> _SOURCE DOCUMENT_:
<<<<
Overview of Large-Scale Green Infrastructure
The Chapter 10 family remains the larger-footprint green infrastructure and stormwater BMP set used when projects need more storage, longer flow paths, larger pretreatment zones, and more formal hydraulic analysis than the Chapter 9 small-scale family typically provides. The 2023 and 2026 manuals read best when Chapter 10 is understood as a BMP-specific family rather than as a single acreage threshold, with each chapter tied to the contributory-drainage limits in the GI rules and to its own design criteria for quantity, quality, recharge, and maintenance.
Across both editions, the Chapter 10 family includes large-scale bioretention, infiltration basins, sand filters designed to infiltrate into subsoil, standard constructed wetlands, and GI wet ponds. The underlying design logic is continuity rather than wholesale reclassification: the major systems remain in place, but their compliance role depends on configuration, rule context, and the function actually being claimed in the stormwater report.
| BMP Type | Chapter | Primary Design Logic | Practical Reading |
|---|---|---|---|
| Large-Scale Bioretention | 10.1 | Vegetated soil bed; underdrained or infiltrating | No contributory maximum within the chapter itself |
| Infiltration Basins | 10.2 | Native-soil infiltration with pretreatment | GI chapter BMP with quantity on-line and infiltration-specific testing |
| Sand Filters | 10.3 | Pretreatment + sand filtration + infiltration | Only the infiltrating type is included in Chapter 10.3 |
| Standard Constructed Wetlands | 10.4 | Open marsh treatment with pond, marsh, or extended detention categories | GI for quantity; quality only with waiver or variance |
| GI Wet Ponds | 10.5 | Permanent pool, native vegetation perimeter, and beneficial reuse | Not a blanket non-GI chapter; criteria are chapter-specific |
Reading Chapter 10 Without Over-Shorthand
Chapter 10 is better read BMP by BMP than as a single "greater than one acre" story. Large systems may satisfy quantity directly when on-line, while recharge and quality claims above the GI-rule limits stay tied to waiver-or-variance language and the actual chapter configuration.
>>>>
> _GIVEN REQUEST A_: In the large-scale green infrastructure overview, which type of sand filter is the only one included in Chapter 10.3?
> _GIVEN REQUEST B_: Extend the overview of large-scale green infrastructure, continuing after its final sentence.

> _INFORMATION GIVEN_:
<<<<
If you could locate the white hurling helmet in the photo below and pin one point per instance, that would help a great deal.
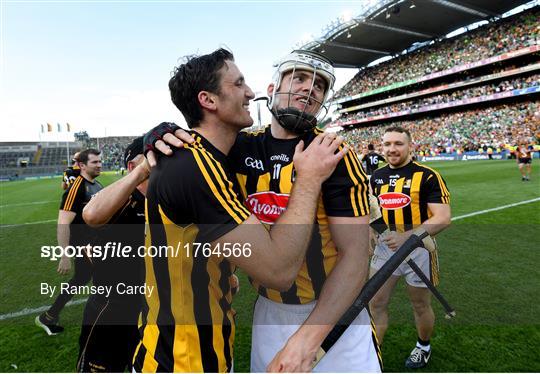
(291, 118)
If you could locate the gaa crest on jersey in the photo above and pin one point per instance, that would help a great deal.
(254, 163)
(267, 206)
(394, 200)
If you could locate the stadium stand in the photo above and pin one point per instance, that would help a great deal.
(112, 149)
(32, 159)
(475, 91)
(497, 127)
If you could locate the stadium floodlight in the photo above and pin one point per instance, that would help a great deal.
(346, 16)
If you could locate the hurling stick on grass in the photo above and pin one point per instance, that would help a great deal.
(380, 226)
(419, 239)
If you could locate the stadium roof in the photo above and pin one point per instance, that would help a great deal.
(387, 27)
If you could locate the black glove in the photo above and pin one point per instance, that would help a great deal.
(157, 133)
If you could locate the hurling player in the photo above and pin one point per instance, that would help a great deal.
(289, 325)
(410, 195)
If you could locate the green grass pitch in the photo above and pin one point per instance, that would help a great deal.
(489, 264)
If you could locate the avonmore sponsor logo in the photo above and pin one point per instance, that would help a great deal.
(267, 206)
(394, 200)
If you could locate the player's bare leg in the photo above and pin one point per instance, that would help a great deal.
(379, 305)
(423, 313)
(425, 321)
(522, 171)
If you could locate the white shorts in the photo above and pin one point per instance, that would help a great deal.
(273, 324)
(427, 262)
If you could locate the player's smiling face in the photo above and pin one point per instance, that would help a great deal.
(233, 101)
(299, 85)
(93, 166)
(396, 148)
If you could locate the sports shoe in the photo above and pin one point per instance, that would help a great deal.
(418, 358)
(51, 327)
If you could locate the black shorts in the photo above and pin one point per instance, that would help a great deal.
(107, 344)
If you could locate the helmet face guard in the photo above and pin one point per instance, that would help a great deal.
(291, 118)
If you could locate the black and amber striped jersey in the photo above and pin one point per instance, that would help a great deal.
(191, 200)
(372, 160)
(74, 200)
(265, 171)
(404, 194)
(78, 195)
(70, 174)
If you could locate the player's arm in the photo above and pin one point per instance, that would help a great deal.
(278, 254)
(438, 201)
(64, 181)
(350, 234)
(108, 201)
(65, 218)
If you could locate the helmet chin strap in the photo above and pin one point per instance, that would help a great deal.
(292, 119)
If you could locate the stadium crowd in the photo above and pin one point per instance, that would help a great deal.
(510, 34)
(467, 93)
(499, 128)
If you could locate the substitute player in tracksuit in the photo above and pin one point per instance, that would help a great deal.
(109, 332)
(72, 231)
(72, 172)
(410, 195)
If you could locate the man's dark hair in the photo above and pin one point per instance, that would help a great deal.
(399, 129)
(83, 156)
(198, 73)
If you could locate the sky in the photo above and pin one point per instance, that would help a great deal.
(103, 66)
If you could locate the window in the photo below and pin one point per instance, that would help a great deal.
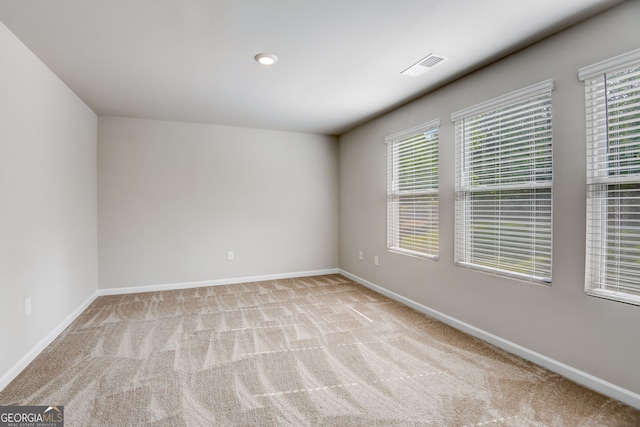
(612, 95)
(412, 196)
(503, 185)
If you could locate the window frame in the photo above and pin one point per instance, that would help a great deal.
(467, 242)
(602, 271)
(426, 187)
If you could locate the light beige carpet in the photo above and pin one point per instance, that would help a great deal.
(298, 352)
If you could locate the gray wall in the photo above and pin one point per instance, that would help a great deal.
(174, 198)
(594, 335)
(48, 201)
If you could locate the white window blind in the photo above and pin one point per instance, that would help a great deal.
(503, 185)
(612, 95)
(412, 191)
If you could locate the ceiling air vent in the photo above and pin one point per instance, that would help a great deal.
(424, 65)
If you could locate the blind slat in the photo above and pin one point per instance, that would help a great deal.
(613, 181)
(412, 191)
(503, 187)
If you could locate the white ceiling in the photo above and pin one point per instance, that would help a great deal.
(340, 60)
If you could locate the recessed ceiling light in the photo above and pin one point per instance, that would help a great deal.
(266, 58)
(424, 65)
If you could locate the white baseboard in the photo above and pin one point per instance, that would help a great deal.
(580, 377)
(12, 373)
(219, 282)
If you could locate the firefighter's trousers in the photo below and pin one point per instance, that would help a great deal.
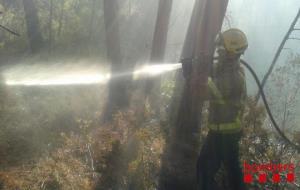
(220, 148)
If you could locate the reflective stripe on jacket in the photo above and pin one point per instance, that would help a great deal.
(227, 96)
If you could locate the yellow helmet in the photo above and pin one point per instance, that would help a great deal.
(234, 41)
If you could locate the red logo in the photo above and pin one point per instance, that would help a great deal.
(263, 173)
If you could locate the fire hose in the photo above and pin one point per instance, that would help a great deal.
(187, 67)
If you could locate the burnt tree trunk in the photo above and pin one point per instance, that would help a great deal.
(179, 161)
(158, 51)
(33, 30)
(50, 37)
(278, 52)
(117, 95)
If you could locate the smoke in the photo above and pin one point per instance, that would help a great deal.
(70, 74)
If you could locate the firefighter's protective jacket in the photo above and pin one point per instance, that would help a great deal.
(227, 97)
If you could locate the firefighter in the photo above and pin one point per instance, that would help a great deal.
(227, 89)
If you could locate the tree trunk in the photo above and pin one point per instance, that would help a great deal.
(50, 27)
(158, 51)
(278, 52)
(117, 95)
(61, 17)
(180, 157)
(33, 31)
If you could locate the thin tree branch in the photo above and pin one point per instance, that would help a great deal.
(286, 37)
(8, 30)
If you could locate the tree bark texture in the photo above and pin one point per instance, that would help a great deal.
(179, 160)
(158, 51)
(278, 52)
(117, 95)
(33, 30)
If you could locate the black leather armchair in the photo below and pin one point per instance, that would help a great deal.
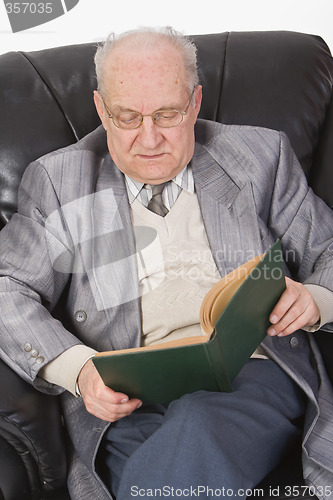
(279, 80)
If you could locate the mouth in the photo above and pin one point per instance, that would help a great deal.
(151, 157)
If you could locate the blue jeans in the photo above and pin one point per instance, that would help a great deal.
(205, 444)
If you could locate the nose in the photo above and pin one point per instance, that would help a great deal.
(150, 136)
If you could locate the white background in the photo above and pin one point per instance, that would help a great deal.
(93, 20)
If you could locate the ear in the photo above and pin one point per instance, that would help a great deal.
(198, 99)
(102, 113)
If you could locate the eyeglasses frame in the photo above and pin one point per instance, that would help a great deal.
(182, 113)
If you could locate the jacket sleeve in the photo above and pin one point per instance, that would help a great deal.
(303, 222)
(30, 286)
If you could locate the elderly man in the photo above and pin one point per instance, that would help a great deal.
(212, 195)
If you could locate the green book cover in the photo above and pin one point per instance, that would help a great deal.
(162, 373)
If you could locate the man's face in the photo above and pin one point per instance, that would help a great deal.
(148, 81)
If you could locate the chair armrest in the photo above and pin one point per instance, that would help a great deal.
(31, 424)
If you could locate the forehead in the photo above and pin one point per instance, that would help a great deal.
(134, 76)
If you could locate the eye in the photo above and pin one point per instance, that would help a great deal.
(128, 118)
(165, 115)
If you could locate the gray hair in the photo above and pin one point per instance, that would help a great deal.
(147, 38)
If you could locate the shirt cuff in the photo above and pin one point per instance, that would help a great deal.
(323, 297)
(65, 369)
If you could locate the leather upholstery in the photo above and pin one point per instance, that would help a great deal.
(279, 80)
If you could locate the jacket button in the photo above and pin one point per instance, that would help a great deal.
(293, 342)
(80, 316)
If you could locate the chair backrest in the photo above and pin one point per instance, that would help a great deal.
(280, 80)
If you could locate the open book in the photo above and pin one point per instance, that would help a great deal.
(234, 316)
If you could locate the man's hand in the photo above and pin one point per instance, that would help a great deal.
(295, 309)
(102, 401)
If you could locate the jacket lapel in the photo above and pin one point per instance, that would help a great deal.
(113, 275)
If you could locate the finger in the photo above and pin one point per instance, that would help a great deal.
(112, 411)
(287, 299)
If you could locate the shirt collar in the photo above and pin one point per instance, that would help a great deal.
(183, 179)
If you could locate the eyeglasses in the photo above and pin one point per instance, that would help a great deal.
(164, 118)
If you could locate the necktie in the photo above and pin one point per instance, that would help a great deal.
(156, 203)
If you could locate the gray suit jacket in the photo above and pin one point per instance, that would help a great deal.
(70, 253)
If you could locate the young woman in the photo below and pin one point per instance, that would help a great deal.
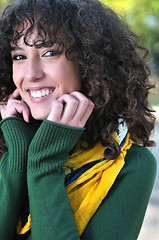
(75, 123)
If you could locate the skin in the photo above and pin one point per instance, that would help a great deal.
(37, 69)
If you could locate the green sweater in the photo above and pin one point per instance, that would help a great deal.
(33, 166)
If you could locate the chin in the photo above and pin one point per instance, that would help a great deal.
(39, 116)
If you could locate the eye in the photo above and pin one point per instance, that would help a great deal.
(18, 57)
(51, 53)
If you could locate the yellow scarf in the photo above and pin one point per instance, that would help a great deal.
(90, 188)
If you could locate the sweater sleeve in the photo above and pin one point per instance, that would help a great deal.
(13, 164)
(121, 213)
(51, 213)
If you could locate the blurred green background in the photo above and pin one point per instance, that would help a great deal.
(143, 18)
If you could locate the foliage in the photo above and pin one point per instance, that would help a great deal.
(143, 18)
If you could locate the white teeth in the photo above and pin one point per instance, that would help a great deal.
(38, 94)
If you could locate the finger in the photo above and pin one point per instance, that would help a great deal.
(87, 113)
(18, 107)
(83, 104)
(70, 107)
(56, 111)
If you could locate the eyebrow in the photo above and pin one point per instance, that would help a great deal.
(16, 48)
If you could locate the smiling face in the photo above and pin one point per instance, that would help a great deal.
(42, 75)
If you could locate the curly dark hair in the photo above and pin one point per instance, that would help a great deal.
(110, 57)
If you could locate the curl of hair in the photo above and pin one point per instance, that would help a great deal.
(110, 57)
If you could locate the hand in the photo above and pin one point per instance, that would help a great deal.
(71, 109)
(14, 107)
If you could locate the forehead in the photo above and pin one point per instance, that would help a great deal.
(32, 34)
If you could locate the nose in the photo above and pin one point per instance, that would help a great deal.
(33, 71)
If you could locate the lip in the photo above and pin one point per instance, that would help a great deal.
(38, 88)
(39, 99)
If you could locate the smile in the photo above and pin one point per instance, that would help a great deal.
(40, 93)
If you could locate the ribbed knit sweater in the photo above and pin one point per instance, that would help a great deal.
>>>>
> _EXERCISE RESULT A_: Only the infiltrating type, designed to infiltrate into subsoil.

> _EXERCISE RESULT B_:
Design Characteristics
Large-Scale Bioretention Systems
Both editions describe large-scale bioretention as a flexible family rather than a single configuration. The BMP may be designed with an underdrain or to infiltrate into subsoil, and both manuals explicitly say that no contributory drainage area maximum applies within Chapter 10.1 itself. What changes with scale is the level of detail around pretreatment, routing, post-construction testing, access, and the difference between infiltrating and underdrained systems.
Infiltration Basins and Infiltrating Sand Filters
Infiltration basins remain the clearest recharge-oriented large-scale BMP in the family, while Chapter 10.3 continues to cover only the infiltrating sand-filter configuration and excludes the underdrained type from the GI chapter. Both chapters retain the same central design themes in 2023 and 2026: Chapter 12-consistent testing, 72-hour drawdown, pretreatment, and Chapter 13 hydraulic-impact review where infiltration may affect groundwater conditions.
Standard Constructed Wetlands
The manuals do not frame standard constructed wetlands as GI only when they infiltrate into native soils without a liner. Instead, both editions already present them as GI BMPs for quantity purposes, with water-quality use tied to waiver or variance. Their design turns on category selection, water budget, hydrology, vegetation, and site conditions rather than on a simple liner-versus-no-liner test.
GI Wet Ponds
Both editions already describe GI wet ponds rather than a newly reclassified non-GI category. A wet pond qualifies as GI only when it maintains at least a 10-foot-wide native-vegetation perimeter along at least 50 percent of the shoreline and includes a stormwater retention component for beneficial reuse. Its quality credit remains tied to waiver or variance, and its performance depends on permanent-pool volume ratio and detention time rather than a simple permanent-pool shorthand.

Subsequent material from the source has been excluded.